→ Challenge:
Could you reproduce the data from the line containing "Locate every river water" up to and including the line containing "[0,0,1568,425]", swapping "shrub" for "bush" and leaving everything else unchanged?

→ Given data:
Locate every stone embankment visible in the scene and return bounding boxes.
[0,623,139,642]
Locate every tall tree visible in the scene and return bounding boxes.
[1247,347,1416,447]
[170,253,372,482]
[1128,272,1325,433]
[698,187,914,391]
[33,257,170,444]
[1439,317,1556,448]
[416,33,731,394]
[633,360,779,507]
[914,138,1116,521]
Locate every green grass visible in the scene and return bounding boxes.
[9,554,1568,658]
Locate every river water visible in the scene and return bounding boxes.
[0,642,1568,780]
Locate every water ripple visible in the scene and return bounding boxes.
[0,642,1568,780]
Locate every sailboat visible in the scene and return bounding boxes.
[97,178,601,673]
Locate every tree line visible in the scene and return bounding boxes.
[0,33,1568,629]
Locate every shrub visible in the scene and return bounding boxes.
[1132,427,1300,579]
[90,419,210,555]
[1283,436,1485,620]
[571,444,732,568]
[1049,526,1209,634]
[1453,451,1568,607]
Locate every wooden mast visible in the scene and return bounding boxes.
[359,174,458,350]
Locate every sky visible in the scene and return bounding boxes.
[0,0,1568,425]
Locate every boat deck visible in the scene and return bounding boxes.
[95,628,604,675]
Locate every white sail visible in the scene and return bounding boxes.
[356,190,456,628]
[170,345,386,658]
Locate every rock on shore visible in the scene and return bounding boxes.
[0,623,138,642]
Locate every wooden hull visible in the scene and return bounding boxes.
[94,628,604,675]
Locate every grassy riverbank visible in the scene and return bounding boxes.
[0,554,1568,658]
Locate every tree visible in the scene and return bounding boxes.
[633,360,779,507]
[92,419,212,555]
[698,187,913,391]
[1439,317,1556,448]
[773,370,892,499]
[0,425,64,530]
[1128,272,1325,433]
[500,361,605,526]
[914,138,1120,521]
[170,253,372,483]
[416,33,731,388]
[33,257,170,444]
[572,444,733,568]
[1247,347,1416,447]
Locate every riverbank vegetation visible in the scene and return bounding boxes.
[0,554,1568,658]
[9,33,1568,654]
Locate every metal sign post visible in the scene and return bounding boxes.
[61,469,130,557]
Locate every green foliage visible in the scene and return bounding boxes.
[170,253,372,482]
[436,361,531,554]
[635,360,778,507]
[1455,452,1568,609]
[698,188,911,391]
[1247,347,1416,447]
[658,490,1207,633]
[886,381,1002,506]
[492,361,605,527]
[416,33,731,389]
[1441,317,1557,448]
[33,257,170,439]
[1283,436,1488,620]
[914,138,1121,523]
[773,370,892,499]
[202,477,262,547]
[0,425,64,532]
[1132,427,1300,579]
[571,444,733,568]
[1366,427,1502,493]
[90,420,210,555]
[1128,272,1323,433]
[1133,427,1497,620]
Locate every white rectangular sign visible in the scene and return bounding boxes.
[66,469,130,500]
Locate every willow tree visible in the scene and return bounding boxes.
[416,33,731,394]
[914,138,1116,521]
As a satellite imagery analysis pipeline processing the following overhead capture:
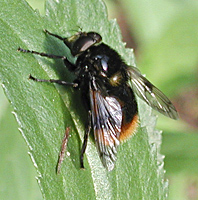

→ Result of this exercise:
Locate every river water visible in the scene and return bounding boxes.
[0,642,1568,780]
Locate every water ripple visible in the scene and return bounding boxes.
[0,642,1568,780]
Locate every sailboat visible in the scene and return bounding boxes.
[97,178,601,673]
Locate every tree line visible in the scene and return bounding boxes.
[0,33,1568,629]
Locate every bush visible in the scene and return bounding boxes.
[1132,427,1300,579]
[90,419,210,555]
[1283,436,1485,620]
[571,444,732,568]
[1049,526,1209,634]
[1453,451,1568,607]
Locate every wooden mast visible in the scene and return bounding boxes.
[359,174,458,350]
Locate every sky visible in the scene and return bounding boxes.
[0,0,1568,425]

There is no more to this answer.